-- Begin --
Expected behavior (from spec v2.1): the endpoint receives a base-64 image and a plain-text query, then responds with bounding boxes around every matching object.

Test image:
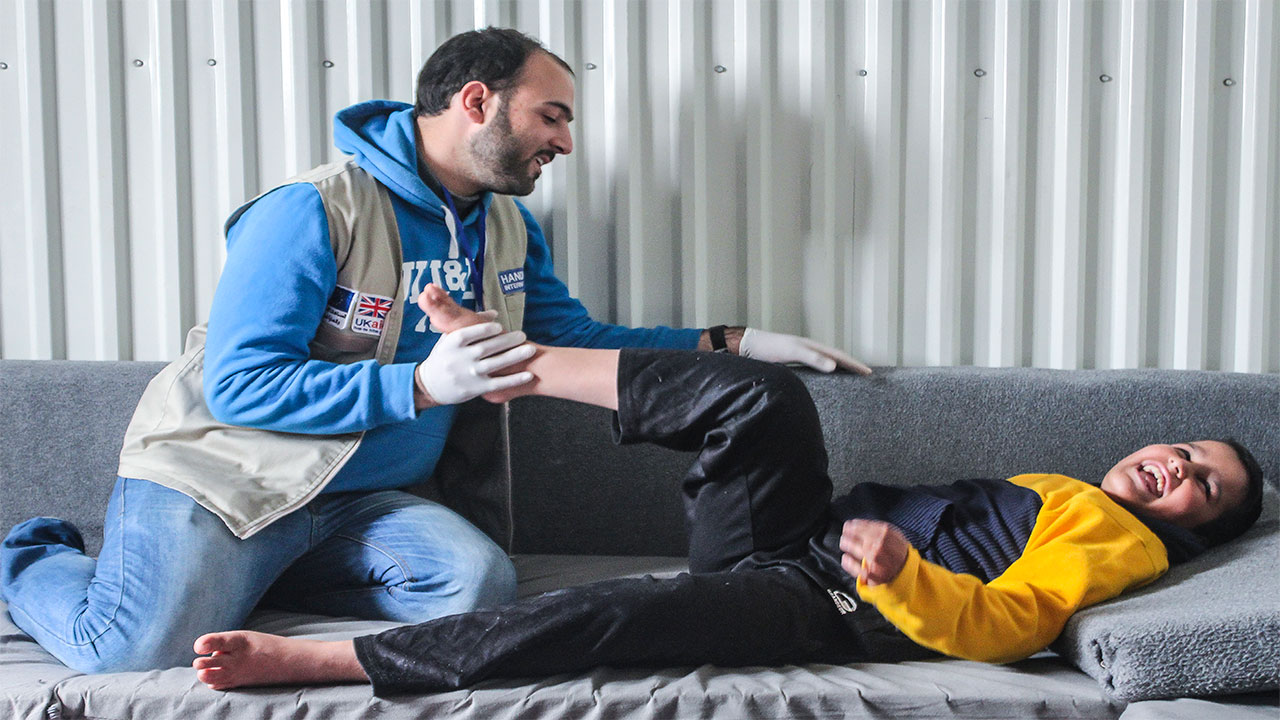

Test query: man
[0,28,858,673]
[186,283,1262,694]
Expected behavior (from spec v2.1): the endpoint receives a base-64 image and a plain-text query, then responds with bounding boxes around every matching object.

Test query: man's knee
[393,542,516,621]
[50,632,196,675]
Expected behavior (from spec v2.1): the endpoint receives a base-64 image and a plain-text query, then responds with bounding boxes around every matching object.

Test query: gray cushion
[1053,507,1280,701]
[0,360,164,555]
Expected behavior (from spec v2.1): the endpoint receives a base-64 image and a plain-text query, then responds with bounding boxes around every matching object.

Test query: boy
[193,283,1262,694]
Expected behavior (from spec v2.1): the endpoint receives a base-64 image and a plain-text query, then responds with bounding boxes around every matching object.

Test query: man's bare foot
[191,630,369,691]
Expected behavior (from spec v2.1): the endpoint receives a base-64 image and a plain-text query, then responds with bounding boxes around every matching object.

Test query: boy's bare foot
[191,630,369,691]
[417,283,499,333]
[417,284,618,410]
[417,283,543,402]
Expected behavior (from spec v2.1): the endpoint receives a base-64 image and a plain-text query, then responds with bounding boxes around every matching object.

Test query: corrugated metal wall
[0,0,1280,372]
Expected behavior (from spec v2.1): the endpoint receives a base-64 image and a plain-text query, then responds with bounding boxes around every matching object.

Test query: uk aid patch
[351,292,392,337]
[498,268,525,295]
[324,284,356,331]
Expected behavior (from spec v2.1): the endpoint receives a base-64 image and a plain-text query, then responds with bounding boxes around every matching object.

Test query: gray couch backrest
[0,360,1280,555]
[511,368,1280,555]
[0,360,164,553]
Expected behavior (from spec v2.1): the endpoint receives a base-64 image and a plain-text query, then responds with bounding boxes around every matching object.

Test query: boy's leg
[419,286,831,573]
[0,479,307,673]
[614,350,831,573]
[195,569,859,694]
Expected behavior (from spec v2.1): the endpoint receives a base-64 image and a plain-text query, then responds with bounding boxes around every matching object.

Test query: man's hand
[413,315,538,410]
[840,520,911,585]
[737,328,872,375]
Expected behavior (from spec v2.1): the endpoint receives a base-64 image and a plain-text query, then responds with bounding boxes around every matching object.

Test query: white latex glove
[415,317,538,405]
[737,328,872,375]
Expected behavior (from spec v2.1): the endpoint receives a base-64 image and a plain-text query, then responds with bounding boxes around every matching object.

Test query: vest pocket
[498,292,525,331]
[308,323,378,363]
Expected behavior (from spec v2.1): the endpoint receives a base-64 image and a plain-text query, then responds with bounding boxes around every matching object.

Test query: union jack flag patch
[351,292,392,337]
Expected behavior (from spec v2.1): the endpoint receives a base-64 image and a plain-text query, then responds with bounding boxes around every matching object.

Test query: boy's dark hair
[1192,438,1262,547]
[413,27,573,117]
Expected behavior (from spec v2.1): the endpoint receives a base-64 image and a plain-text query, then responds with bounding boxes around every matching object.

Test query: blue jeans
[0,478,516,673]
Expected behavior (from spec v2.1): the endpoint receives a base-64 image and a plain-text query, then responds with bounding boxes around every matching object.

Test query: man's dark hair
[1192,438,1262,547]
[413,27,573,117]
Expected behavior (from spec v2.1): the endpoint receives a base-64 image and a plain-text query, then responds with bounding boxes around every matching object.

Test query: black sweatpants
[355,350,928,696]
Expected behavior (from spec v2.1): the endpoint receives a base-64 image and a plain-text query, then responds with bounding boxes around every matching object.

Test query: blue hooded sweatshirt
[205,100,700,492]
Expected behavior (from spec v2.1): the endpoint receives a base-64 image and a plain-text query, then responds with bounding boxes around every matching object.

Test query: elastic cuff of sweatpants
[613,347,670,445]
[352,635,420,697]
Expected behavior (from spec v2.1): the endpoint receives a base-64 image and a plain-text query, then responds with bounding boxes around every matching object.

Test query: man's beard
[470,102,538,196]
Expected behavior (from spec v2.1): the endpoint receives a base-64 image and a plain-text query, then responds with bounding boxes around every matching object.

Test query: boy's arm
[842,491,1167,662]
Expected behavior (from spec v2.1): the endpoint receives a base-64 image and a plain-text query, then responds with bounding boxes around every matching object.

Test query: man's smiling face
[1102,439,1248,529]
[468,53,573,196]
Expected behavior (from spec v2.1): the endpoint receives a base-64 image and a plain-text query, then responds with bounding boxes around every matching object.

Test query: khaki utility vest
[119,160,529,538]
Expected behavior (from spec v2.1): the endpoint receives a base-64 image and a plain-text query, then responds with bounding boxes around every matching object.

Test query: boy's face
[1102,439,1248,529]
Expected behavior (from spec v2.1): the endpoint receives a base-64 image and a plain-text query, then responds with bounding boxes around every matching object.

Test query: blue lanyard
[440,184,486,310]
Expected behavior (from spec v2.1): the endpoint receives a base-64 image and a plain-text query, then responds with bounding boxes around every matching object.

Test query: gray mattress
[0,556,1275,720]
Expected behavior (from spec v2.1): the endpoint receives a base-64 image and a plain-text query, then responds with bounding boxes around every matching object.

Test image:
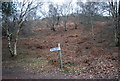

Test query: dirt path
[2,67,81,79]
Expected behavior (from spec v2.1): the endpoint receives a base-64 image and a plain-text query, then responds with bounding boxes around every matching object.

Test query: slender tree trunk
[64,21,67,31]
[90,16,94,39]
[7,29,14,57]
[75,23,77,29]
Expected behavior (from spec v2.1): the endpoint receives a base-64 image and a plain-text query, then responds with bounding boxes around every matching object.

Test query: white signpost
[50,43,63,68]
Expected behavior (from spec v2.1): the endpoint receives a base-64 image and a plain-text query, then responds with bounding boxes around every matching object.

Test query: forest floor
[2,22,120,79]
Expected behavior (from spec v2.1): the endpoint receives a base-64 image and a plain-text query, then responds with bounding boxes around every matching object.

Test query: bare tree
[60,1,71,31]
[2,0,42,57]
[48,3,59,31]
[77,2,99,38]
[109,0,120,46]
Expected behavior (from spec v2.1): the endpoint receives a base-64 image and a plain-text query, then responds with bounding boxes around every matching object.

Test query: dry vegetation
[2,22,120,79]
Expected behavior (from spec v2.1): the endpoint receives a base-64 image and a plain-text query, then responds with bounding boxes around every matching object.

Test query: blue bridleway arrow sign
[50,47,61,51]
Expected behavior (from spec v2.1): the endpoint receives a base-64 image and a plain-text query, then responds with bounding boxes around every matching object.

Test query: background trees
[2,0,41,56]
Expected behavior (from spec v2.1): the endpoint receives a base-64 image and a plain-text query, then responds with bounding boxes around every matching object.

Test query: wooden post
[58,43,63,68]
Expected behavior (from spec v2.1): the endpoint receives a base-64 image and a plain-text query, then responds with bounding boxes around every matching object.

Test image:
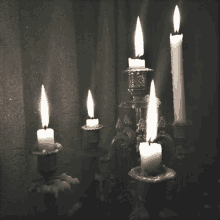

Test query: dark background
[0,0,219,215]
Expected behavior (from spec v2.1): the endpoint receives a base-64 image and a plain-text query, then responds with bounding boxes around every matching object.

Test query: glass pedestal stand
[128,165,176,220]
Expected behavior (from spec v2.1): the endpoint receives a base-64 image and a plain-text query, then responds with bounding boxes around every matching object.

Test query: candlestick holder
[82,124,103,152]
[32,143,63,182]
[122,68,154,124]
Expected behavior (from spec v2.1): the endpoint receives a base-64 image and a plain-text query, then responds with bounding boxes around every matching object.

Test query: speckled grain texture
[0,1,27,214]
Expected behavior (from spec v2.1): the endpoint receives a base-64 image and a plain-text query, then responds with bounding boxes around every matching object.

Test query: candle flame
[146,80,158,142]
[173,5,180,32]
[87,90,94,118]
[40,85,49,127]
[134,16,144,57]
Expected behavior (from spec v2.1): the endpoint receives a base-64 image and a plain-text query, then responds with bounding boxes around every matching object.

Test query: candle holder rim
[32,143,63,156]
[128,164,176,183]
[169,120,192,127]
[82,124,104,131]
[123,68,154,73]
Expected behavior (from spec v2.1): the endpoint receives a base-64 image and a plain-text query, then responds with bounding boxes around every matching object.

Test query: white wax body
[86,118,99,127]
[128,58,145,69]
[139,142,162,173]
[37,128,54,150]
[170,34,186,123]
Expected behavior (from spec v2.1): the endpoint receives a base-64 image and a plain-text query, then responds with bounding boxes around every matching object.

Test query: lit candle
[37,85,55,151]
[139,80,162,175]
[86,90,99,127]
[170,6,186,123]
[128,17,145,69]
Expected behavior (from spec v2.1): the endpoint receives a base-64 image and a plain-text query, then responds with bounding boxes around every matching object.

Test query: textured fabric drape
[0,0,219,215]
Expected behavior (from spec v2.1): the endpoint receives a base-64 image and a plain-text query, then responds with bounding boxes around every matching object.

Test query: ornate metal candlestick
[122,68,154,124]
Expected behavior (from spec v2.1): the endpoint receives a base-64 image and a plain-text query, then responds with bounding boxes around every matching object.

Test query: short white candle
[170,6,186,123]
[139,142,162,174]
[128,17,145,69]
[86,90,99,127]
[37,85,55,151]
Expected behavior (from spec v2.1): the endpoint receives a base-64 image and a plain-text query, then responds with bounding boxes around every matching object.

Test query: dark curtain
[0,0,219,215]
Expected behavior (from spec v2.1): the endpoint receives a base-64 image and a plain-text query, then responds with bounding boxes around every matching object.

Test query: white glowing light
[40,85,49,127]
[134,17,144,57]
[173,5,180,32]
[87,90,94,118]
[146,80,158,142]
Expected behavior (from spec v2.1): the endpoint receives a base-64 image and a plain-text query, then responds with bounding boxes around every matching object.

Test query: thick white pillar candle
[37,85,55,151]
[128,17,145,69]
[170,6,186,123]
[86,90,99,127]
[139,142,162,175]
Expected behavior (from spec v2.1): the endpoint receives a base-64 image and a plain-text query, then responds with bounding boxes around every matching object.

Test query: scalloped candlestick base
[32,143,63,182]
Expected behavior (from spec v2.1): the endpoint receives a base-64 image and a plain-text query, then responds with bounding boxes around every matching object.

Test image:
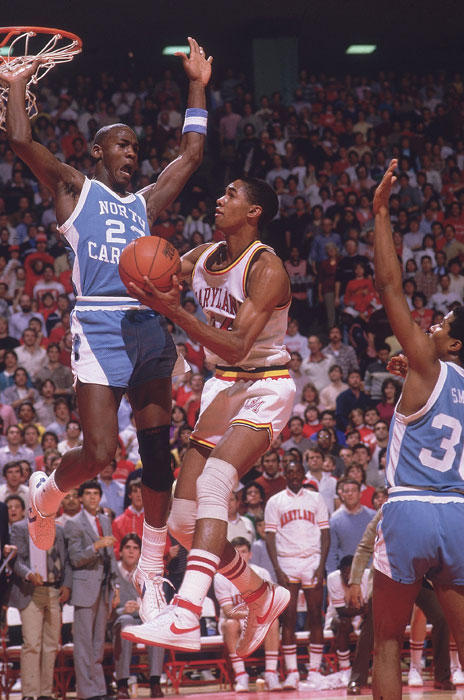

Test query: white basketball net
[0,27,82,131]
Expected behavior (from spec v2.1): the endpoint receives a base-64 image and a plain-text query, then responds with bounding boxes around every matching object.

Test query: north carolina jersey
[386,362,464,497]
[192,241,290,369]
[58,178,150,298]
[264,488,329,557]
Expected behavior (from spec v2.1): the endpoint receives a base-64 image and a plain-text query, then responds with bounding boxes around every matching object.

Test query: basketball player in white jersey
-- End --
EXERCISE TASK: Reproduce the data verbatim, from its first line through the line containing "[193,283,1262,694]", with both ends included. Omit the pictures from your copy.

TASK SOLUTION:
Expected behavior (from spec v2.1): the endpoint receives a base-64 image and a plain-text query, then responds with bounding boxes around every matching object.

Test image:

Test query: man
[0,28,858,673]
[186,283,1262,694]
Expected behavior (from spec v2.1): the endpoint receives a base-64 image and a plain-text query, then responds with bounding boxes around every matching object.

Test query: man's knee
[393,542,516,621]
[50,632,196,675]
Expected behavior (from spec v2.1): the endpoint receives a base-64 image and a plain-text query, then responds with bounding boxes around every matching object.

Test query: gray cushion
[1053,507,1280,701]
[0,360,164,555]
Expected behavior (from spec v2.1): the endpoint receives a base-64 image and a plain-text query, then responds with bounding boxes around every matching object.

Test query: boy
[193,283,1262,694]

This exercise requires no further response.